DW | Old Testament
2.5 - The Cain & Abel Story (Chap 4-5)
In Genesis Chapter 4, we begin with the story of Cain and Abel. The biblical writer gives a dramatic example of how the alienation and sin of the Garden spread to new levels of evil: not only murder, but murder of one's own brother. Here, too, the Yahwist has made use of older stories with mythological overtones. These elements borrowed include the traditional conflict between the farmer and the sheepherder – more current – those that live in cities against those that reside in rural areas.
The genealogies of Genesis 4-5 begin after the story of Cain and Abel. The Yahwist adds a list of Cain's descendants (Gen 4:17-26), emphasizing those who gave the world the civilized gifts of music and ironworking, and concludes with the increase of violence and revenge among these descendants.
In Gen 4:25, the Yahwist records how Adam had a new son, Seth, and how this marked a positive turn around for the human race. From that time on, the people began to call God by his name Yahweh. At this point, the Priestly author inserts his own genealogy of the ten descendants of Adam down to Noah. Many of the names are similar to those in the J list of Genesis 4, and probably stem from an old tradition that had been passed down through the centuries in different forms.

[Dataset entries]
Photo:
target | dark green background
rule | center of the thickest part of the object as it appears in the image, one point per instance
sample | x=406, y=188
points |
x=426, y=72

## Exercise requirements
1. For each statement about the passage on Cain and Abel, say yes or no depending on whether it agrees with the passage, and quote the words that decide it: (a) The list of Cain's descendants ends with a rise in violence and revenge. (b) The Priestly author's genealogy traces Adam's descendants down to Abraham. (c) After Seth was born, people began calling God by the name Yahweh.
2. Pick up the passage on Cain and Abel after its final sentence and keep writing.
These records were drawn from a separate source.

## Answers to the tasks
1.
(a) Yes: "concludes with the increase of violence and revenge among these descendants."
(b) No: "his own genealogy of the ten descendants of Adam down to Noah."
(c) Yes: "From that time on, the people began to call God by his name Yahweh."

2.
The first seven names in the J list correspond closely to names in the P list: Adam-Adam, Cain-Kenan, Irad-Jared, Muhajael-Mahaleel, etc. But what has always interested readers is the long lifespan that P credits to his patriarchs. This was not intended as proof that humans lived to such old ages in the first days of the world, but more of a literary device to show the superiority of the beginning times and how vastly different they were from our own.
The Sumerian King List, only one of many examples from the Ancient Near East, lists the names and ages of the kings who lived before the flood in the tens of thousands of years... King Alulim reigned 28,800 years, King Alagar reigned 36,000 years, etc. Some Hindu traditions are even more exaggerated. One myth speaks of the perfect First Age of the World when humans stood six miles high and lived 8.4 million years.